The Derm-approved Rosacea Routine

Selecting skincare that works for Rosacea can be tricky, so we quizzed Professor Caitriona Ryan from the Institute of Dermatologists, Ireland, about the products, ingredients and treatments to include and avoid...

What to include:

Gentle staples: The skin barrier is impaired, so harsh ingredients and complex regimens can aggravate the skin. This means that one of the most important things I tell my rosacea patients is to keep their skincare regimen as simple and mild as possible, for example using a mild, cream-based cleanser in the morning and evening.

SPF: UV plays a significant role in rosacea, so one of the most important steps is to use a daily zinc-containing SPF. Tinted zinc SPFs have the dual advantage of protecting against visible light (from devices etc) and the tint often neutralises the redness of rosacea. Lots of my male patients love it for this reason.

Retinoids – with care! One myth I try to dispel is that patients with rosacea cannot use retinoids. My rosacea patients want an anti-ageing, collagen-stimulating skincare regimen just like everyone else. It is important, however, to choose less irritating formulations and so I typically avoid prescription strength tretinoin in rosacea patients. Instead, I opt for retinols or similar retinoids, starting slowly and building up frequency, for example, by using the retinoid every 3rd night for a few weeks, then every 2nd night, and finally increasing to every night. It really helps when retinoids have a formulation that includes anti-inflammatory and hydrating agents.

Intense Pulse Light (IPL): Without a doubt, this is the most effective treatment for those who have rosacea. It reduces redness and the broken veins that are so bothersome for men and women with this skin condition. It can really be a gamechanger for patients and dramatically improve their appearance and tendency to flush.

Cosmetic procedures are typically safe, including anti-wrinkle injections, dermal fillers, lasers, platelet rich plasma injections, Ultherapy, Philart Next and Profilo. Microdoses of botulinum toxin (Botox) can be very helpful for the flushing of rosacea.

What to avoid:

The sun: I typically ask my rosacea patients to avoid chemical sunscreen and to apply zinc containing SPF every day of the year.

Some actives and acids: I suggest avoiding chemical peels, glycolic and salicylic acids. Some patients find that certain formulations of Vitamin C can aggravate their rosacea. I prefer my patients to opt for the THD version (Tetrahexyldecyl ascorbate) of Vitamin C if this is an issue.

EXTRACTED RECORDS:
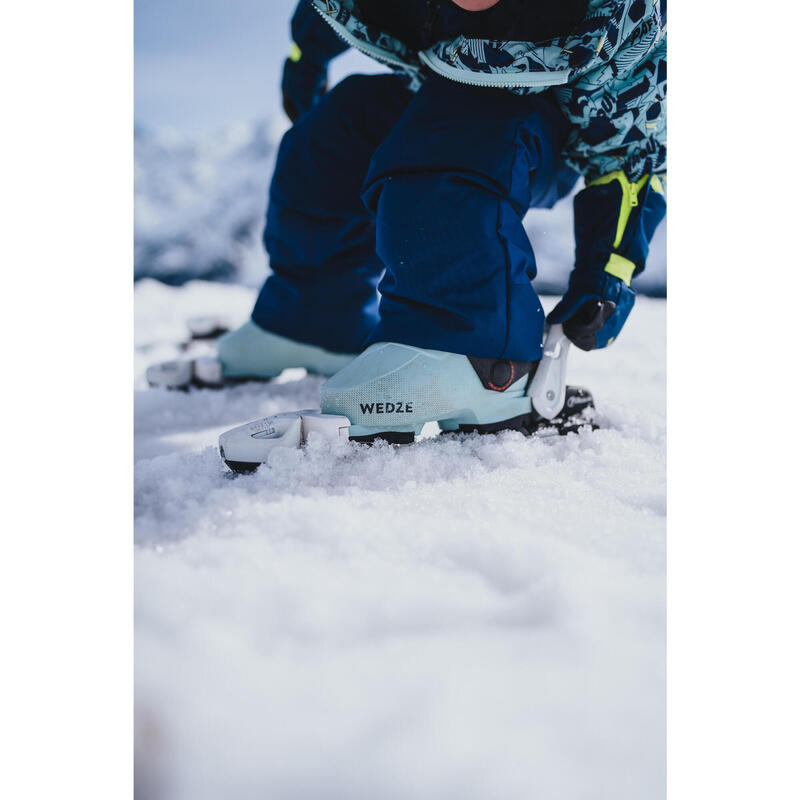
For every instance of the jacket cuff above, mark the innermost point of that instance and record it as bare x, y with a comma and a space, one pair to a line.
615, 220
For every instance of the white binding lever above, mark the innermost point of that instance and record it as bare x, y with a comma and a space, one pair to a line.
549, 385
251, 443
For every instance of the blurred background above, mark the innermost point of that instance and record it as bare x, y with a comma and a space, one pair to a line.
208, 121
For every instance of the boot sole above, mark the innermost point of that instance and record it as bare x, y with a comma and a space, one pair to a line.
578, 400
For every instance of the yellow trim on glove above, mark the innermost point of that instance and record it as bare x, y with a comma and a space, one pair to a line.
620, 267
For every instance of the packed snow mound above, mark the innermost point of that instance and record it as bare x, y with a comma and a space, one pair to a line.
480, 618
200, 203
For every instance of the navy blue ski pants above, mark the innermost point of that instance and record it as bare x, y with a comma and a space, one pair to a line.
420, 196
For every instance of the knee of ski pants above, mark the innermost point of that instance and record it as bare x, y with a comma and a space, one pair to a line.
507, 144
323, 158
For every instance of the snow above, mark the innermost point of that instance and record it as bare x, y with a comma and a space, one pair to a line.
200, 202
470, 618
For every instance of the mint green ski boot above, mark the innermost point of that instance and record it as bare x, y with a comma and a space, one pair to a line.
247, 353
391, 390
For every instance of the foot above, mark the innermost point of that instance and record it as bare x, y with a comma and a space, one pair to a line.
248, 353
391, 390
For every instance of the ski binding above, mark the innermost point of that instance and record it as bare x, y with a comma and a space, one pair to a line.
559, 410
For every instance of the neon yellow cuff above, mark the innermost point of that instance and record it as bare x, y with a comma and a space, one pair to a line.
620, 267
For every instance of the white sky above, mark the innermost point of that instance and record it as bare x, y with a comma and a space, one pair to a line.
200, 64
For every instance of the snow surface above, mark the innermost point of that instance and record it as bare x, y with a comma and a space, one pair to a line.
200, 202
472, 618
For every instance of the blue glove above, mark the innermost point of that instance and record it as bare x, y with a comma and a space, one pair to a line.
303, 84
593, 311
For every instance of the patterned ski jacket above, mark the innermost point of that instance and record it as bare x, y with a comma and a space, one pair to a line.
608, 75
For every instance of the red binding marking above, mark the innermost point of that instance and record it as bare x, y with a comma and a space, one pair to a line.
510, 381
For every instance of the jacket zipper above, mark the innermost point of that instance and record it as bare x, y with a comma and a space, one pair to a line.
368, 49
498, 79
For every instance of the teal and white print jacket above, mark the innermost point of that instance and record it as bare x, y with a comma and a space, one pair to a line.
609, 76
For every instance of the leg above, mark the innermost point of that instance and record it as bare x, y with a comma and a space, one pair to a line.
461, 326
449, 187
319, 236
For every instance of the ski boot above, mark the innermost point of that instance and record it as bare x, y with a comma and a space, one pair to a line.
391, 390
247, 354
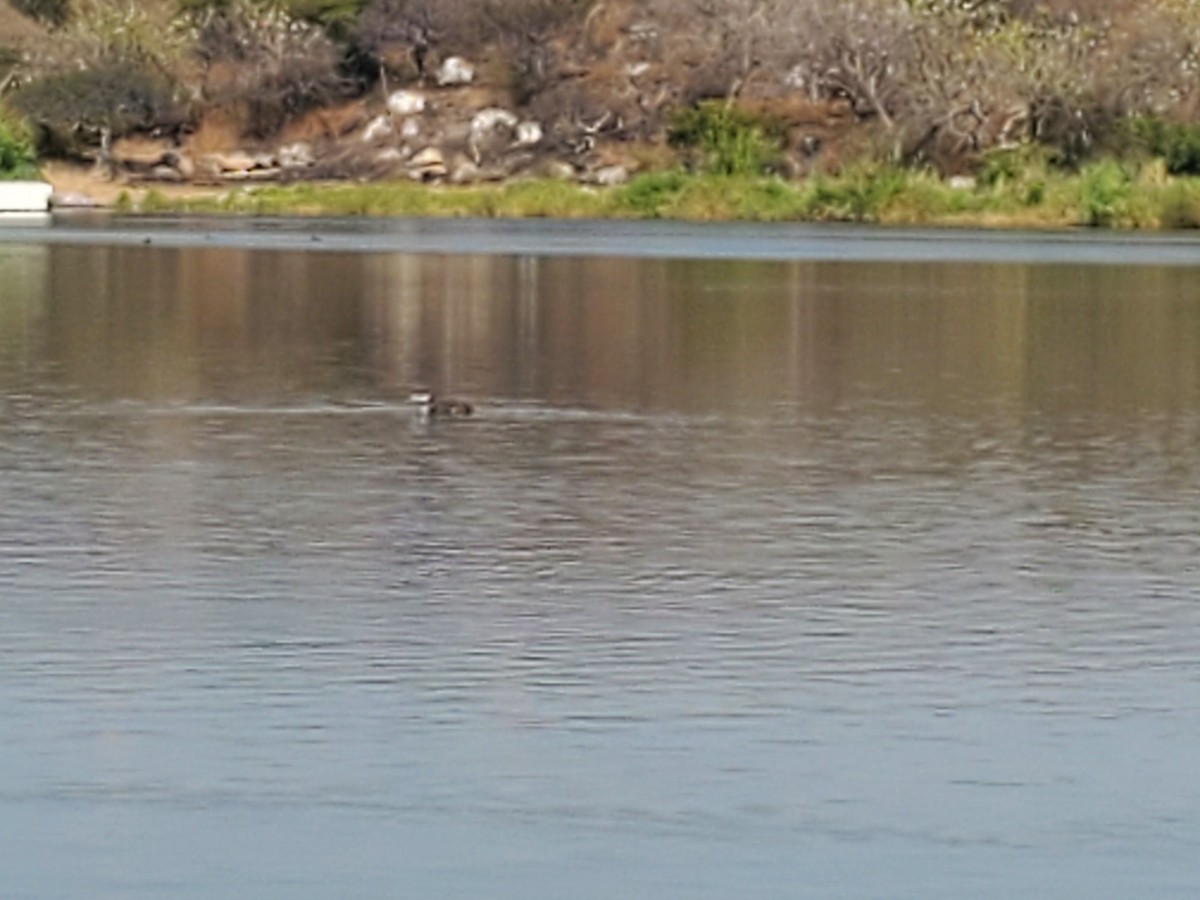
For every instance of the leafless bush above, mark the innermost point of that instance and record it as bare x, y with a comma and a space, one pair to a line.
405, 36
76, 109
267, 64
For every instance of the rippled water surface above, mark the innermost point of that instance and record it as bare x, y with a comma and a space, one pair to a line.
749, 580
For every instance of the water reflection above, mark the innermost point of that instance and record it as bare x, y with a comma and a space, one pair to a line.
165, 325
781, 580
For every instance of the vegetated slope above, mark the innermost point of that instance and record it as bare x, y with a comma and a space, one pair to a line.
595, 89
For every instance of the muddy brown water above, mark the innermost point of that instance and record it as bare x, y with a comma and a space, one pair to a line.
783, 579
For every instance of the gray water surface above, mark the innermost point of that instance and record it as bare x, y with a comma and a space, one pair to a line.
816, 579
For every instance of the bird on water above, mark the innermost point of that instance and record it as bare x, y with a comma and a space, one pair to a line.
431, 406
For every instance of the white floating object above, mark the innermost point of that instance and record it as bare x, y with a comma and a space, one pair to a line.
25, 196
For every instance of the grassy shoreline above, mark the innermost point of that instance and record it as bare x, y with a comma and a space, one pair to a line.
1105, 195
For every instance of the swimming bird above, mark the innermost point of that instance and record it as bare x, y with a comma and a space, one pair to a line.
442, 407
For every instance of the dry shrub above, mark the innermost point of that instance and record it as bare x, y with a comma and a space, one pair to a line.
406, 37
268, 65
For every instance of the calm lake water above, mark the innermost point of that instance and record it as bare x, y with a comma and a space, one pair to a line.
810, 579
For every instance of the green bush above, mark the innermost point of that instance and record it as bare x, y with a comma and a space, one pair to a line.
17, 159
730, 141
653, 193
1176, 143
1104, 195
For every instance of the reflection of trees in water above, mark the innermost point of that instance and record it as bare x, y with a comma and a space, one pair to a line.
958, 339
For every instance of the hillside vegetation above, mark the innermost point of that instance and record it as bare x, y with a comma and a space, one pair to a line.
598, 89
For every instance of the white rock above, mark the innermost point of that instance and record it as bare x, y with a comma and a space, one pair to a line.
528, 133
455, 70
465, 173
487, 120
72, 199
610, 175
297, 156
429, 163
378, 127
406, 102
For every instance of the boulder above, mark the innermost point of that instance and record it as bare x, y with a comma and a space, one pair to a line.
406, 102
492, 119
427, 165
609, 175
557, 169
528, 133
491, 133
378, 127
297, 156
455, 71
465, 172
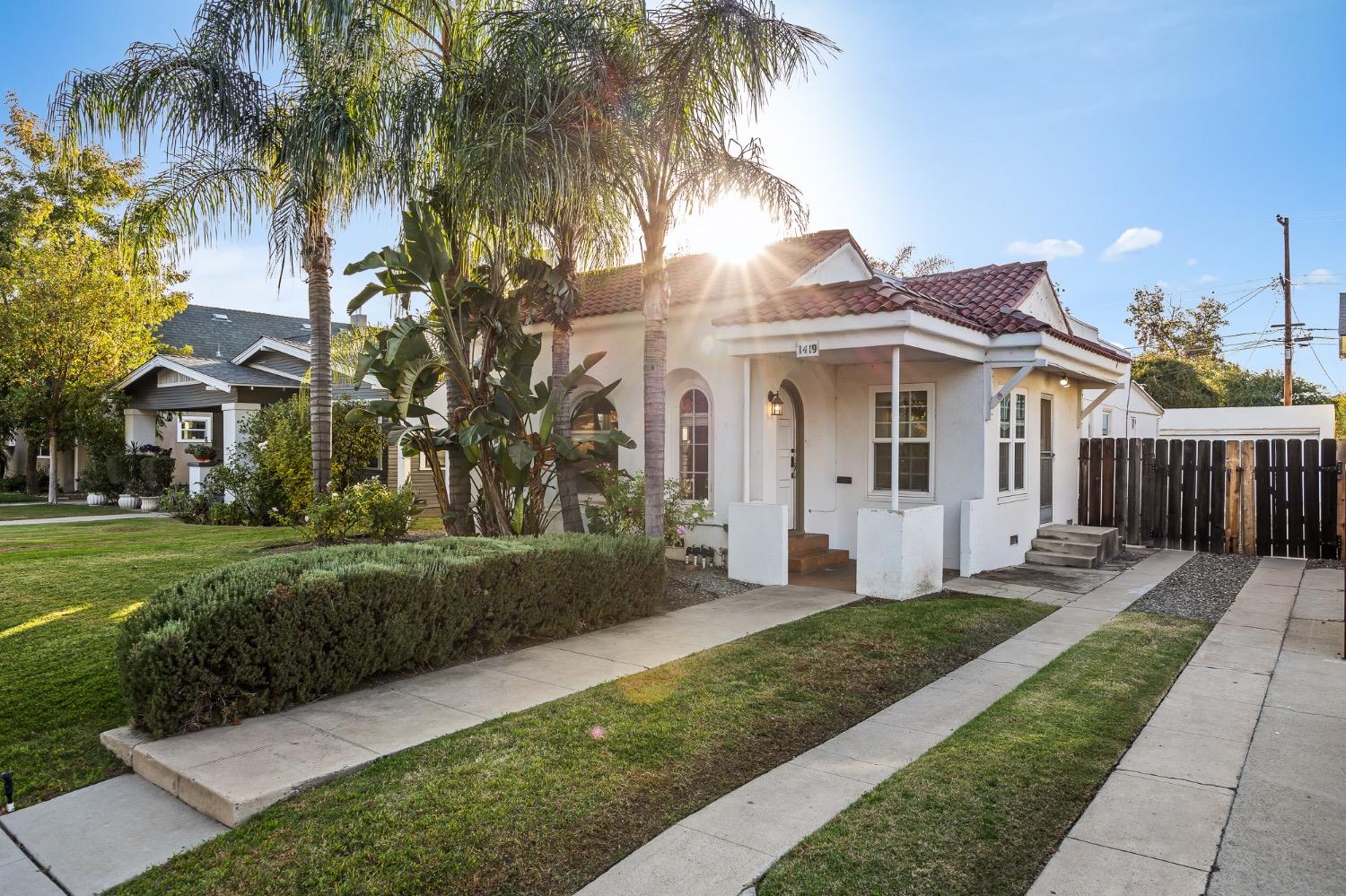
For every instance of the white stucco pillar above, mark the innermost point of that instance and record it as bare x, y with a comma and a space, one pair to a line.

TO DO:
In the rosacea routine text, which treatment does Professor Caitriona Ryan call the most effective for people with rosacea?

TASK SOLUTION:
Intense Pulse Light (IPL).